“We the Students” Want to Read Banned Books!

Photo by Janko Ferlic on Pexels.com

In one of my previous lives as a freelance writer, I was active in the American Society of Journalists and Authors (ASJA). One of ASJA’s yearly efforts was a celebration of the freedom to read through commemorating Banned Books Week, which you can read about here.

One year, I organized a reading of banned books at a Waldenbooks store in a nearby shopping mall. I was pleased to snare two good speakers: our member of Congress and an opinion writer for the county paper.

The Congressman was particularly affecting as he read from John Steinbeck’s classic The Grapes of Wrath. He noted that his mother had been a librarian who’d instilled in him at an early age the importance of not only reading per se, but also having the freedom to read whatever one chose.

There wasn’t a huge turnout, but I proudly wore my “I Read Banned Books” pin and felt the event had been a small success in an ongoing battle that must always be waged.

Now, 70 bills have been introduced by Republican legislators in at least 31 states to tell educators what they may and may not teach their students, and school libraries are being forced to remove books that cover topics some parents and the culture war politicians who often incite them deem inappropriate or offensive—even pornographic.

These books cover sex and sex education, LBGTQ issues, anything about race that might make white students feel “uncomfortable”—such as a fact-based education about slavery in the US and its lingering impact—and other topics.

Recently, a Tennessee school board voted unanimously to ban Maus, the Pulitzer Prize-winning graphic novel written as an animal fable about the author’s parents in the Holocaust. Art Spiegelman, who wrote Maus, called the banning “Orwellian.”

Spiegelman agreed that the book contains “disturbing imagery” but said “You know what? It’s disturbing history.”

He’d read the minutes of the school board meeting and concluded the members were asking: “Why can’t they teach a nicer Holocaust?”

The politics behind this assault is obvious. The very vocal and ambitious governors of Texas and Florida have been in the forefront of these campaigns, calling for investigations into the titles available in their state’s school libraries. This is scary stuff.

It’s definitely become politicized,” said Shirley Robinson, executive director of the Texas Library Association, quoted in an Education Week article. “We haven’t seen or heard of challenges like these probably in the last 40 years.”

Several of my friends who are retired teachers have lamented our collective failure over decades to train students to be discerning and critical thinkers. Their belief seems to me supported by the shouts from adherents of the Big Lie and other conspiracy theories on the Internet, the anti-science mindset that has led to anti-vaccine and anti-masking hysteria that has prolonged and worsened the pandemic, and other signs of intellectual vacuity.

We dare not allow the growth of this dangerous, small-minded attempt to deprive young people of the opportunity to assess for themselves the validity of ideas that may frighten their elders. Book banning is right up there with vote suppression as ways to weaken our democracy.

## TASK DESCRIPTION:
Repeat the banned-books essay verbatim, starting at the words "Several of my" and stopping after "of intellectual vacuity.".

## EXERCISE DATA:
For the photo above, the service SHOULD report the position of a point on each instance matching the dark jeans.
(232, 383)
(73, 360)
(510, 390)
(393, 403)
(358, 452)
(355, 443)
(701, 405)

## ANSWER AREA:
Several of my friends who are retired teachers have lamented our collective failure over decades to train students to be discerning and critical thinkers. Their belief seems to me supported by the shouts from adherents of the Big Lie and other conspiracy theories on the Internet, the anti-science mindset that has led to anti-vaccine and anti-masking hysteria that has prolonged and worsened the pandemic, and other signs of intellectual vacuity.